| Direction |
Count the lines in the records below that contain the string "watermelon", and reply with that number alone.

# START OF Records

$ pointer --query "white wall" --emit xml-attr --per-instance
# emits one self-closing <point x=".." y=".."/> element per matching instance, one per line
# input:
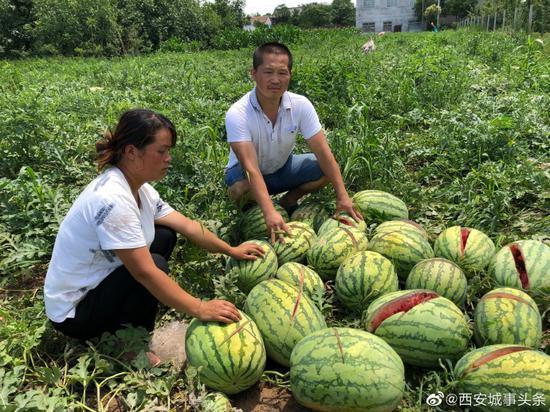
<point x="402" y="13"/>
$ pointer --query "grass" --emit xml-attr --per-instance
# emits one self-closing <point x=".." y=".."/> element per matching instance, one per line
<point x="456" y="124"/>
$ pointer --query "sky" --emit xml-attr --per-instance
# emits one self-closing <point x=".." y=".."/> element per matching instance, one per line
<point x="267" y="6"/>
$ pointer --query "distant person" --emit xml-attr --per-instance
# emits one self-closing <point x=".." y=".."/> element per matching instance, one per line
<point x="261" y="130"/>
<point x="109" y="264"/>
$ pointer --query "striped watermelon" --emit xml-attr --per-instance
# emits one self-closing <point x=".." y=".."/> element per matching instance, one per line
<point x="420" y="325"/>
<point x="440" y="275"/>
<point x="513" y="370"/>
<point x="507" y="315"/>
<point x="398" y="225"/>
<point x="252" y="223"/>
<point x="216" y="402"/>
<point x="333" y="247"/>
<point x="310" y="213"/>
<point x="251" y="272"/>
<point x="363" y="277"/>
<point x="342" y="220"/>
<point x="296" y="274"/>
<point x="284" y="315"/>
<point x="523" y="265"/>
<point x="344" y="369"/>
<point x="470" y="249"/>
<point x="231" y="357"/>
<point x="380" y="206"/>
<point x="296" y="244"/>
<point x="404" y="247"/>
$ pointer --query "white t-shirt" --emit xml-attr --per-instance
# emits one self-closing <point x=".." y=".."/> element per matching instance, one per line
<point x="245" y="121"/>
<point x="105" y="217"/>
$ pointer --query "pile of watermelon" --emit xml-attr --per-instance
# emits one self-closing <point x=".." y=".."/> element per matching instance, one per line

# END OF Records

| Answer to the exercise |
2